Extract to read |
........

It came up before, I think the reason McBain knew that the Sweetwater site would be valuable was that he was a former railroad man, the contract required a "station", Maybe McBain was more advanced on that score than we think. He had a large order of lumber delivered for the town who's to say he didn't previously order a load of rr ties and mine car rail and build a short stretch of siding for the station to be built up against.

The other solution would be symbolic, Cheyenne is banging against the future rr grade appearing in sandy silhouette.

well...oh..well...ah..ah.. anyway, super suggestions, thank you, but still have a problem to absorb them; I dont mind film bugs; for example I read that the harmonica used by Harmonica could not give the sound of the real sound given in the soundtrack; or that the song sung by Maurin was composed later then actaully sung in this story time frame; damn it!. It cant spoil or distract my passion. However, and it may appear as a paradox, this Cheyenne's banging on a rail is a tricky deal even in a tough imagination of this "prospect silhouette"; Sergio would be too trusting to an average cinema visitor (including me) to get this complex message.

........

Aim |
Can you reproduce the film discussion above word for word, starting at "It came up before, I" and ending at "in sandy silhouette."? The data after this film discussion is separate material.

Source data |
........

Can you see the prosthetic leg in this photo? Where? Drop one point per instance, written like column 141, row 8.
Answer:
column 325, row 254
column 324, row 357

........

Result of the task |
It came up before, I think the reason McBain knew that the Sweetwater site would be valuable was that he was a former railroad man, the contract required a "station", Maybe McBain was more advanced on that score than we think. He had a large order of lumber delivered for the town who's to say he didn't previously order a load of rr ties and mine car rail and build a short stretch of siding for the station to be built up against.

The other solution would be symbolic, Cheyenne is banging against the future rr grade appearing in sandy silhouette.